## Object detection data
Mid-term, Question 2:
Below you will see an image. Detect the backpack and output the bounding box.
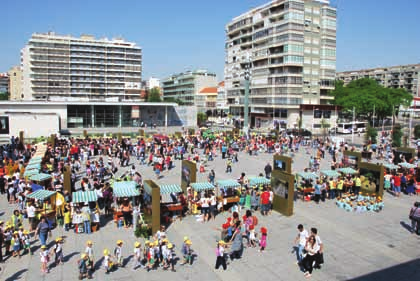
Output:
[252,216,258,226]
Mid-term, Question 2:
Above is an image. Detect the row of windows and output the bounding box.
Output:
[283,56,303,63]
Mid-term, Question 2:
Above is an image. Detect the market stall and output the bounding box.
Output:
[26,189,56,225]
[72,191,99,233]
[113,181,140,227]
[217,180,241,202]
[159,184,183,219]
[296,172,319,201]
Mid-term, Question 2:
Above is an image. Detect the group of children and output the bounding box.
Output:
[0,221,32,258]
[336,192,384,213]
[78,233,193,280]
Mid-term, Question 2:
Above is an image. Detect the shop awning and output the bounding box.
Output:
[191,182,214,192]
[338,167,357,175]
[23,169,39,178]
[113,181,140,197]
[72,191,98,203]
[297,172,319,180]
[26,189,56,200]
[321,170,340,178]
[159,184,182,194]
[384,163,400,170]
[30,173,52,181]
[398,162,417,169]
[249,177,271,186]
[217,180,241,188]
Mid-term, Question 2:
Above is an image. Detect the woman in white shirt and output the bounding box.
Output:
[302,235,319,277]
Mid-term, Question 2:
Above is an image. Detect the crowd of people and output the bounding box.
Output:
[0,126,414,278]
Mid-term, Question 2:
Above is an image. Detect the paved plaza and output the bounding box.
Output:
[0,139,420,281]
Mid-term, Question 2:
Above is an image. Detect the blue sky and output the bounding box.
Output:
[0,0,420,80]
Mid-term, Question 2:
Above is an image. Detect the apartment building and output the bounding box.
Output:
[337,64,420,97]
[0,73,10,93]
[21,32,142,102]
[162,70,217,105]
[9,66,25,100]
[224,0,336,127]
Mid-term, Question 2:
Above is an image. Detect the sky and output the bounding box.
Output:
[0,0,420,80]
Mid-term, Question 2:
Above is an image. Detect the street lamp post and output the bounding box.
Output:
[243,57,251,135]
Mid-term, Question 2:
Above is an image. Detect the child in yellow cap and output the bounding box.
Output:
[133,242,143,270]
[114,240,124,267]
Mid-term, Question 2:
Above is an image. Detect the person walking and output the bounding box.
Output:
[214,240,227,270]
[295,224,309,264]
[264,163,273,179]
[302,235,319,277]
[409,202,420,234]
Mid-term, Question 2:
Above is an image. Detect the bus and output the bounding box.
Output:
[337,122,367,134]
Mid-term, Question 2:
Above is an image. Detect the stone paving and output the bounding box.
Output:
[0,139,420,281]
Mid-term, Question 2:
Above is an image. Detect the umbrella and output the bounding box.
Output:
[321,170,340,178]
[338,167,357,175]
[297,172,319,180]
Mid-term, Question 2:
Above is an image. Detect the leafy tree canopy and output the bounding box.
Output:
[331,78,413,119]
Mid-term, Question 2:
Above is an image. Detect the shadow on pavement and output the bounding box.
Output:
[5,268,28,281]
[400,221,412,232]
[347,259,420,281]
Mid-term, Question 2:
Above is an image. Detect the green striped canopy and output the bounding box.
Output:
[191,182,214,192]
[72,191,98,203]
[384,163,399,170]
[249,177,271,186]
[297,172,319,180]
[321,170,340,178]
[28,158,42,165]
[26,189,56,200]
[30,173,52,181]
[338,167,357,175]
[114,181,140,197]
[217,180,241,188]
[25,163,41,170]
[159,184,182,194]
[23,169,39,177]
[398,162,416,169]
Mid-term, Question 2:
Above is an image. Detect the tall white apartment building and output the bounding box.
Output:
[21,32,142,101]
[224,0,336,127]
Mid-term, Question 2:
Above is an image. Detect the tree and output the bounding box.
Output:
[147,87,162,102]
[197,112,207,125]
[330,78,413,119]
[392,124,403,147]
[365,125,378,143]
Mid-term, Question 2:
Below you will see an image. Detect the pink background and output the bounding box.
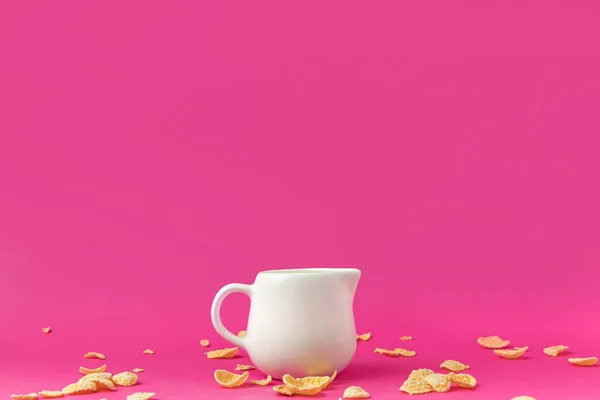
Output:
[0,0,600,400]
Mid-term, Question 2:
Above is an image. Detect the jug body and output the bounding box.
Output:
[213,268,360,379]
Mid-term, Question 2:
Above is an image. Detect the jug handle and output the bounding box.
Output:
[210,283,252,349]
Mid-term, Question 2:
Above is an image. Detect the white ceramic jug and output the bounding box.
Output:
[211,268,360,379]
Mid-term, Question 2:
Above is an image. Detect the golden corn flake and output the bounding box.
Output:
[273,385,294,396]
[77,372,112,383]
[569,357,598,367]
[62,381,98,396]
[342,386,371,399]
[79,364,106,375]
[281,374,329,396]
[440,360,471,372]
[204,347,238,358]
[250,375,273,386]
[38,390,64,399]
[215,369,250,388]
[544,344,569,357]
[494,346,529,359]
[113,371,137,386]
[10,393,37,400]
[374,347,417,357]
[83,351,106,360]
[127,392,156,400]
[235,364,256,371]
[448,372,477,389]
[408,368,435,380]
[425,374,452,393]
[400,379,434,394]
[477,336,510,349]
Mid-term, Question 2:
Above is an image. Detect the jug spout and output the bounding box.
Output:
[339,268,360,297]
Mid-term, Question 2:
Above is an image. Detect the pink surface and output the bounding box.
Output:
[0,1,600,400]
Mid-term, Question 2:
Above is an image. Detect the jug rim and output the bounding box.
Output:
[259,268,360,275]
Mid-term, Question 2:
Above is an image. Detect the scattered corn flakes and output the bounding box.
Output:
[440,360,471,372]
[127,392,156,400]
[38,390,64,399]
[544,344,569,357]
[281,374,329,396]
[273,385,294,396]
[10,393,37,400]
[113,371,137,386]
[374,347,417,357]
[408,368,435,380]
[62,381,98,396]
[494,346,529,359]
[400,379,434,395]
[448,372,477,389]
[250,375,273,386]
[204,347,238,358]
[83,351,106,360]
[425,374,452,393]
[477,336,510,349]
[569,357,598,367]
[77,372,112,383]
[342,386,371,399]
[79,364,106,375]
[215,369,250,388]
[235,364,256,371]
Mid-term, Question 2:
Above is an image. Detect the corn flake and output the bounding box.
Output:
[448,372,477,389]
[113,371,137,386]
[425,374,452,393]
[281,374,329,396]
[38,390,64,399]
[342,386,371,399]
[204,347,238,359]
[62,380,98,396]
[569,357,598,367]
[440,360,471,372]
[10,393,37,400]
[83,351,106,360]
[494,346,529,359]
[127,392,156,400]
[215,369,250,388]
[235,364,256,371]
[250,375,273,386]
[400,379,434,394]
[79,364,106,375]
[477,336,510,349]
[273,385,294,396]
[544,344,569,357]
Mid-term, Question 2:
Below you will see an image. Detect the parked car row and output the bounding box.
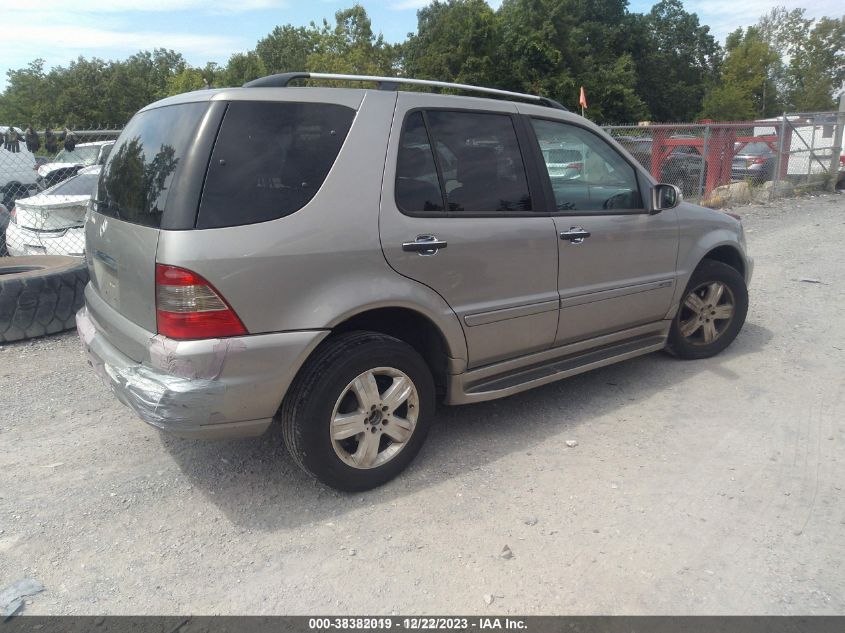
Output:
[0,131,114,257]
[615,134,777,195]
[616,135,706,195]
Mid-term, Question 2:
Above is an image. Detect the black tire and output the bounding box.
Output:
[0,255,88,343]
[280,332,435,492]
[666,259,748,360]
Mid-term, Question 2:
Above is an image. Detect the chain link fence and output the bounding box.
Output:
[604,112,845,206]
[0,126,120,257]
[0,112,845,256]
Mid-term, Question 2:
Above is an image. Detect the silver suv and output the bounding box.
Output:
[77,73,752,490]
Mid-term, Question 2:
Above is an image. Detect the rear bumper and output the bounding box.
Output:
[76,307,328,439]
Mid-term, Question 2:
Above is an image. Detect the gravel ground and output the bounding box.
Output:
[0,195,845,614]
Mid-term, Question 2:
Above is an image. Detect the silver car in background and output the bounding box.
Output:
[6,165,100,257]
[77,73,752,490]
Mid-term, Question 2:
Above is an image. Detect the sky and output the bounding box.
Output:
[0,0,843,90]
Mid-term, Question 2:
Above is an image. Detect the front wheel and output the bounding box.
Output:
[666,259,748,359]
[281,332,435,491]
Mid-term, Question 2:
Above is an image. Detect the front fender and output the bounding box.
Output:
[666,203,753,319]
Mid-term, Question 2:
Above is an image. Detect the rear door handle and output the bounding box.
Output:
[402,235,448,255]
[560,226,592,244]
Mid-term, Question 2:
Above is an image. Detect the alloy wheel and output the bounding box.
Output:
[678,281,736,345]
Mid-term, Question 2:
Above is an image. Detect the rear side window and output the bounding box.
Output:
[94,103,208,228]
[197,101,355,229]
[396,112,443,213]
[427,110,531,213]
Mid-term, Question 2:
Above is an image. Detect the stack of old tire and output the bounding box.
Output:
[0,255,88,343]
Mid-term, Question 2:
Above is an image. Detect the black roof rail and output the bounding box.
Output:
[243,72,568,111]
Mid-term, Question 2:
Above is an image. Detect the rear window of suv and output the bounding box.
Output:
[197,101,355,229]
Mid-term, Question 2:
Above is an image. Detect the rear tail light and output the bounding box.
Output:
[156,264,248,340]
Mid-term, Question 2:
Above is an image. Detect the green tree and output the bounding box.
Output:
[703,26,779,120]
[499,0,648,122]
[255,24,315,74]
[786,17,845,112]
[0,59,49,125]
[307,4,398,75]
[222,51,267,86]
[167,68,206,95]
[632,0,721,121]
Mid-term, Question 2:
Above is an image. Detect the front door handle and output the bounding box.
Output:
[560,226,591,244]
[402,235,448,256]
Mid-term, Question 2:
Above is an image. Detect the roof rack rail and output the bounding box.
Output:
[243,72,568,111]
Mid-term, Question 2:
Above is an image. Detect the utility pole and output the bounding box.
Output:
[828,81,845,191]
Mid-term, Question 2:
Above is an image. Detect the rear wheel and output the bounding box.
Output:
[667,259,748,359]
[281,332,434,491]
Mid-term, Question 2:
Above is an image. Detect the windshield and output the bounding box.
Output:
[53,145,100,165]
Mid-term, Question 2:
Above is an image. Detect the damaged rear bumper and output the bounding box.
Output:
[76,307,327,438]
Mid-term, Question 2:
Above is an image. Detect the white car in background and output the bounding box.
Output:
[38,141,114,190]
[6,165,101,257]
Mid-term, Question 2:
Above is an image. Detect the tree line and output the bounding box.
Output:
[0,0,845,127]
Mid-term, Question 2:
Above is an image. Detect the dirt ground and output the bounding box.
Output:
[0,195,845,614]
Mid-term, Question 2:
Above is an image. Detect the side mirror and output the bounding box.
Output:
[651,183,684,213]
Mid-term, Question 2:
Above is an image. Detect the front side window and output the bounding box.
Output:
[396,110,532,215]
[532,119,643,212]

## WHAT IS EXPECTED
Put the lines into a JSON list of strings, one string per line with blank lines dropped, starting from the first line and going on through the line with "[78,233,193,280]". Leave the pictures out of the answer.

## EXERCISE SOLUTION
[
  "Mid-term, Question 2:",
  "Below you will see an image. Detect the backpack and output the bounding box.",
  "Output:",
  "[252,216,258,226]",
  "Mid-term, Question 2:",
  "Above is an image. Detect the row of windows and output the bounding box.",
  "Output:",
  "[283,56,303,63]",
  "Mid-term, Question 2:",
  "Above is an image. Detect the market stall and output the bounding box.",
  "Output:",
  "[26,189,56,225]",
  "[72,191,99,233]",
  "[113,181,140,227]",
  "[217,180,241,202]",
  "[159,184,183,219]",
  "[296,172,319,201]",
  "Mid-term, Question 2:",
  "Above is an image. Detect the group of children and output the bounding box.",
  "Output:",
  "[0,221,32,258]",
  "[336,192,384,213]",
  "[78,233,193,280]"
]